## Exercise instructions
Write all of the entries out again exactly.

==== Given records

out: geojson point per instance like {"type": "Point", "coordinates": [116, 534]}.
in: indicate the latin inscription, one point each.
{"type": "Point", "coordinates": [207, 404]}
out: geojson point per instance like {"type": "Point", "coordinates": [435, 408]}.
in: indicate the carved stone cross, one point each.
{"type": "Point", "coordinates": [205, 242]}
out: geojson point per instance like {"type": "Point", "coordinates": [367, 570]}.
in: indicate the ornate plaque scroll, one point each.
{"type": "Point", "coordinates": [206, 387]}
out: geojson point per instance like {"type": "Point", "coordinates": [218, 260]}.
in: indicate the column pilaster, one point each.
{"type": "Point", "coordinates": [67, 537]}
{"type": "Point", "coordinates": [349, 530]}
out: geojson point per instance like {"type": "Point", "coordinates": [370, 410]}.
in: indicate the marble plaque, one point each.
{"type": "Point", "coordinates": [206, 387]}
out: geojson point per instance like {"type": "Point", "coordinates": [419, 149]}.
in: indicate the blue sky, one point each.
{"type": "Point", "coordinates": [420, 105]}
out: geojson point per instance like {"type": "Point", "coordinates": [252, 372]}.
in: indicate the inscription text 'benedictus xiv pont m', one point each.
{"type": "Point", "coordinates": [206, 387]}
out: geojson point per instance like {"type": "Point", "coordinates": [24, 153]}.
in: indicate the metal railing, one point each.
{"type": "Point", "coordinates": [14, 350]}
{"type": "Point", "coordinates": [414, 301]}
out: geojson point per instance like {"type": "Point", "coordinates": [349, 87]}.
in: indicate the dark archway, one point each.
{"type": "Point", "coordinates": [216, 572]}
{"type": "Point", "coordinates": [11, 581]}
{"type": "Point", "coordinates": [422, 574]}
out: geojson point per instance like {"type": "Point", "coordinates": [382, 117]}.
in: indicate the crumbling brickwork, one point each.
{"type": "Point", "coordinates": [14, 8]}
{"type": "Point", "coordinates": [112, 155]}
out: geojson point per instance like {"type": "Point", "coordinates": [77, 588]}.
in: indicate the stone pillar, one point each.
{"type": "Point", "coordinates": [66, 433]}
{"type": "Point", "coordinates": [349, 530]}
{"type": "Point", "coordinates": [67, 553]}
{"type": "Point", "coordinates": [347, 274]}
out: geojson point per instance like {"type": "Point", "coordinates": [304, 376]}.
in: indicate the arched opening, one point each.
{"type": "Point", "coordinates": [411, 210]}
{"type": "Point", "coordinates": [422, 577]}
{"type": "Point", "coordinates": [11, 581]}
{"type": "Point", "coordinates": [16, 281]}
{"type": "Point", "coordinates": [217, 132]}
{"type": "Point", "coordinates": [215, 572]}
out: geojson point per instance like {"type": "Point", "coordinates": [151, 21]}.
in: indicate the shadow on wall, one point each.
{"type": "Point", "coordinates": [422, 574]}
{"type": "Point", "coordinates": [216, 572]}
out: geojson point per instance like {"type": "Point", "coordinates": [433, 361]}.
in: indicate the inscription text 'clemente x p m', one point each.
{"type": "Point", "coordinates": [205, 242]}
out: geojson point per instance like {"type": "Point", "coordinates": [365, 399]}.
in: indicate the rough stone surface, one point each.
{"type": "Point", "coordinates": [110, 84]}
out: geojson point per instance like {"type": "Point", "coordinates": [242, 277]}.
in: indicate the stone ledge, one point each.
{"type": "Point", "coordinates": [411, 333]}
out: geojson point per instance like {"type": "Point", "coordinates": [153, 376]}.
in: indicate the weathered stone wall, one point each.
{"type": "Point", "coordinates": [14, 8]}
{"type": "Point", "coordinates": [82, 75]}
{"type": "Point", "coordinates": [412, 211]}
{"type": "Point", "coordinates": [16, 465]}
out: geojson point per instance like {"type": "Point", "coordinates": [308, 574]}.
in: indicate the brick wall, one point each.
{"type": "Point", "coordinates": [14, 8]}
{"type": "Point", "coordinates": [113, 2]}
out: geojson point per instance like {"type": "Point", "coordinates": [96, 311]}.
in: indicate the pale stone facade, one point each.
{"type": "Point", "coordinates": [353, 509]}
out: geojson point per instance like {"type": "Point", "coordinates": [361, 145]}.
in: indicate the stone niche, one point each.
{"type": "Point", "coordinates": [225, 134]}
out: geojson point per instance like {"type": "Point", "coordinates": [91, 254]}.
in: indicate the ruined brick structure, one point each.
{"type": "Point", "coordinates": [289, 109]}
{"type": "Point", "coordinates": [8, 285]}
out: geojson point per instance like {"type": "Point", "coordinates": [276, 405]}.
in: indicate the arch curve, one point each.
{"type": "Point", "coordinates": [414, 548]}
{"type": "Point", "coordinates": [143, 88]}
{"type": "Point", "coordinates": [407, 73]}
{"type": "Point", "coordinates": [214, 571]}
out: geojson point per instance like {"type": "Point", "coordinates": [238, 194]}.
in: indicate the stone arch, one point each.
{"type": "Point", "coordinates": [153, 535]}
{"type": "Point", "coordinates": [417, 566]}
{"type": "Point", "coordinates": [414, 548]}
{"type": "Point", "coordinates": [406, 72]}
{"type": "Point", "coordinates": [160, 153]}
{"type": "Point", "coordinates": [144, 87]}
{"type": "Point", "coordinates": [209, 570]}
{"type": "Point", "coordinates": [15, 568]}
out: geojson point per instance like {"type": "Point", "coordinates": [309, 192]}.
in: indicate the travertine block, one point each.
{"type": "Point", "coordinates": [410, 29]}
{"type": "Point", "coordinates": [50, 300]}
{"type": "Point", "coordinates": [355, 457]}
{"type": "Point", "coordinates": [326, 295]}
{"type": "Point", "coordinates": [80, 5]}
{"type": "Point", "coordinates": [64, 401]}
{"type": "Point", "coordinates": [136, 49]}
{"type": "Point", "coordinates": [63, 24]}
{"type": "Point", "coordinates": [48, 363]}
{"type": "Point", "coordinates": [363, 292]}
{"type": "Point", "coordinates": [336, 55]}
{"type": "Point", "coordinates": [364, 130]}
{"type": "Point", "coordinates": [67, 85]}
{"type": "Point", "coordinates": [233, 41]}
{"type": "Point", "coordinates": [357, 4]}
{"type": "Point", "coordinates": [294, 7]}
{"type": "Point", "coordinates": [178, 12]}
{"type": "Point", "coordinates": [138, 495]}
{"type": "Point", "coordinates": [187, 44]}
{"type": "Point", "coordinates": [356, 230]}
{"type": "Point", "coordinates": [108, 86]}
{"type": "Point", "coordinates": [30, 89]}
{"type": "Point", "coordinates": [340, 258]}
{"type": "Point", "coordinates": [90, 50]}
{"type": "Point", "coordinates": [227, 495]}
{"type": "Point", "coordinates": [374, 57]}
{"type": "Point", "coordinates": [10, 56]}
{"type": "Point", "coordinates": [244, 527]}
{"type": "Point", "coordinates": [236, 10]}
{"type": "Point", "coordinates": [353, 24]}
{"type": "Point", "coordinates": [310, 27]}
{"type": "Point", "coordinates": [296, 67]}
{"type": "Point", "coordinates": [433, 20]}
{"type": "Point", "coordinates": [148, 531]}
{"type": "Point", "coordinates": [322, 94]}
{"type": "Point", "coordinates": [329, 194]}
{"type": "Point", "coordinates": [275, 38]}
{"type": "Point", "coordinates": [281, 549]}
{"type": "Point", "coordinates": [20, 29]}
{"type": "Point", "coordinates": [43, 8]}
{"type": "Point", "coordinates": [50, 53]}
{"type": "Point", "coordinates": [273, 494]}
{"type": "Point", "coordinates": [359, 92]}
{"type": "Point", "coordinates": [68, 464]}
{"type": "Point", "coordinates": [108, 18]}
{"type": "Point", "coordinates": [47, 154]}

========

## Answer below
out: geojson point per instance like {"type": "Point", "coordinates": [116, 534]}.
in: indicate the latin inscription, one point each.
{"type": "Point", "coordinates": [207, 404]}
out: geojson point per instance like {"type": "Point", "coordinates": [435, 408]}.
in: indicate the carved stone cross, one point each.
{"type": "Point", "coordinates": [205, 242]}
out: geojson point per instance like {"type": "Point", "coordinates": [367, 570]}.
in: indicate the ornate plaque scroll, one point each.
{"type": "Point", "coordinates": [206, 387]}
out: geojson point per instance like {"type": "Point", "coordinates": [218, 260]}.
in: indicate the column pilaster, one point each.
{"type": "Point", "coordinates": [67, 537]}
{"type": "Point", "coordinates": [349, 530]}
out: geojson point per instance like {"type": "Point", "coordinates": [370, 410]}.
in: indicate the marble plaque, one point each.
{"type": "Point", "coordinates": [206, 387]}
out: geojson point per instance like {"type": "Point", "coordinates": [419, 149]}.
in: indicate the blue sky, one point each.
{"type": "Point", "coordinates": [420, 105]}
out: geojson point per instance like {"type": "Point", "coordinates": [252, 372]}.
in: indicate the inscription text 'benedictus xiv pont m', one point each.
{"type": "Point", "coordinates": [206, 387]}
out: geojson point per instance like {"type": "Point", "coordinates": [24, 153]}.
in: indicate the metal railing, one point each.
{"type": "Point", "coordinates": [14, 350]}
{"type": "Point", "coordinates": [414, 301]}
out: geojson point per instance like {"type": "Point", "coordinates": [349, 87]}.
in: indicate the dark archway, one point each.
{"type": "Point", "coordinates": [216, 572]}
{"type": "Point", "coordinates": [11, 581]}
{"type": "Point", "coordinates": [422, 574]}
out: geojson point per instance like {"type": "Point", "coordinates": [382, 117]}.
in: indicate the crumbling brickwork, one point each.
{"type": "Point", "coordinates": [14, 8]}
{"type": "Point", "coordinates": [112, 155]}
out: geojson point per instance like {"type": "Point", "coordinates": [77, 588]}.
in: indicate the stone pillar, one point each.
{"type": "Point", "coordinates": [66, 433]}
{"type": "Point", "coordinates": [349, 530]}
{"type": "Point", "coordinates": [67, 553]}
{"type": "Point", "coordinates": [347, 274]}
out: geojson point per instance like {"type": "Point", "coordinates": [304, 376]}.
in: indicate the arched opening, one point each.
{"type": "Point", "coordinates": [411, 210]}
{"type": "Point", "coordinates": [422, 577]}
{"type": "Point", "coordinates": [11, 581]}
{"type": "Point", "coordinates": [16, 281]}
{"type": "Point", "coordinates": [217, 132]}
{"type": "Point", "coordinates": [215, 572]}
out: geojson point per instance like {"type": "Point", "coordinates": [151, 21]}.
in: indicate the shadow on wall, one point each.
{"type": "Point", "coordinates": [422, 574]}
{"type": "Point", "coordinates": [216, 572]}
out: geojson point per instance like {"type": "Point", "coordinates": [433, 361]}.
in: indicate the inscription text 'clemente x p m', one point each.
{"type": "Point", "coordinates": [205, 242]}
out: geojson point per instance like {"type": "Point", "coordinates": [365, 399]}.
in: indicate the rough stone surface, one point each.
{"type": "Point", "coordinates": [110, 84]}
out: geojson point per instance like {"type": "Point", "coordinates": [242, 277]}.
in: indicate the stone ledge, one point each.
{"type": "Point", "coordinates": [411, 333]}
out: geojson point per instance like {"type": "Point", "coordinates": [153, 376]}.
in: indicate the weathered stone wall, one point each.
{"type": "Point", "coordinates": [14, 8]}
{"type": "Point", "coordinates": [82, 75]}
{"type": "Point", "coordinates": [412, 211]}
{"type": "Point", "coordinates": [16, 465]}
out: geojson point per instance like {"type": "Point", "coordinates": [308, 574]}.
in: indicate the brick wall, one point each.
{"type": "Point", "coordinates": [14, 8]}
{"type": "Point", "coordinates": [113, 2]}
out: geojson point per instance like {"type": "Point", "coordinates": [96, 311]}.
in: indicate the pale stone facade, one point each.
{"type": "Point", "coordinates": [353, 509]}
out: geojson point per instance like {"type": "Point", "coordinates": [361, 145]}.
in: indicate the stone niche, one point each.
{"type": "Point", "coordinates": [225, 134]}
out: geojson point per instance like {"type": "Point", "coordinates": [91, 254]}.
in: indicate the ruined brick structure, one point each.
{"type": "Point", "coordinates": [289, 109]}
{"type": "Point", "coordinates": [8, 285]}
out: geojson point per instance like {"type": "Point", "coordinates": [276, 405]}.
in: indicate the arch curve, one point each.
{"type": "Point", "coordinates": [414, 548]}
{"type": "Point", "coordinates": [143, 88]}
{"type": "Point", "coordinates": [407, 73]}
{"type": "Point", "coordinates": [214, 571]}
out: geojson point per instance like {"type": "Point", "coordinates": [238, 194]}.
in: indicate the stone arch, one point each.
{"type": "Point", "coordinates": [153, 535]}
{"type": "Point", "coordinates": [417, 566]}
{"type": "Point", "coordinates": [414, 548]}
{"type": "Point", "coordinates": [406, 72]}
{"type": "Point", "coordinates": [160, 153]}
{"type": "Point", "coordinates": [144, 87]}
{"type": "Point", "coordinates": [209, 570]}
{"type": "Point", "coordinates": [15, 568]}
out: geojson point per instance like {"type": "Point", "coordinates": [309, 192]}.
in: indicate the travertine block, one point each.
{"type": "Point", "coordinates": [410, 29]}
{"type": "Point", "coordinates": [50, 300]}
{"type": "Point", "coordinates": [355, 457]}
{"type": "Point", "coordinates": [326, 295]}
{"type": "Point", "coordinates": [80, 5]}
{"type": "Point", "coordinates": [64, 401]}
{"type": "Point", "coordinates": [136, 49]}
{"type": "Point", "coordinates": [63, 24]}
{"type": "Point", "coordinates": [48, 363]}
{"type": "Point", "coordinates": [363, 292]}
{"type": "Point", "coordinates": [336, 55]}
{"type": "Point", "coordinates": [364, 130]}
{"type": "Point", "coordinates": [67, 85]}
{"type": "Point", "coordinates": [233, 41]}
{"type": "Point", "coordinates": [357, 4]}
{"type": "Point", "coordinates": [294, 7]}
{"type": "Point", "coordinates": [178, 12]}
{"type": "Point", "coordinates": [138, 495]}
{"type": "Point", "coordinates": [187, 44]}
{"type": "Point", "coordinates": [356, 230]}
{"type": "Point", "coordinates": [108, 86]}
{"type": "Point", "coordinates": [30, 89]}
{"type": "Point", "coordinates": [340, 258]}
{"type": "Point", "coordinates": [90, 50]}
{"type": "Point", "coordinates": [227, 495]}
{"type": "Point", "coordinates": [374, 57]}
{"type": "Point", "coordinates": [10, 56]}
{"type": "Point", "coordinates": [244, 527]}
{"type": "Point", "coordinates": [236, 10]}
{"type": "Point", "coordinates": [353, 24]}
{"type": "Point", "coordinates": [310, 27]}
{"type": "Point", "coordinates": [296, 67]}
{"type": "Point", "coordinates": [433, 20]}
{"type": "Point", "coordinates": [148, 531]}
{"type": "Point", "coordinates": [322, 94]}
{"type": "Point", "coordinates": [329, 194]}
{"type": "Point", "coordinates": [275, 38]}
{"type": "Point", "coordinates": [281, 549]}
{"type": "Point", "coordinates": [20, 29]}
{"type": "Point", "coordinates": [43, 8]}
{"type": "Point", "coordinates": [50, 53]}
{"type": "Point", "coordinates": [273, 494]}
{"type": "Point", "coordinates": [359, 92]}
{"type": "Point", "coordinates": [68, 464]}
{"type": "Point", "coordinates": [108, 18]}
{"type": "Point", "coordinates": [47, 154]}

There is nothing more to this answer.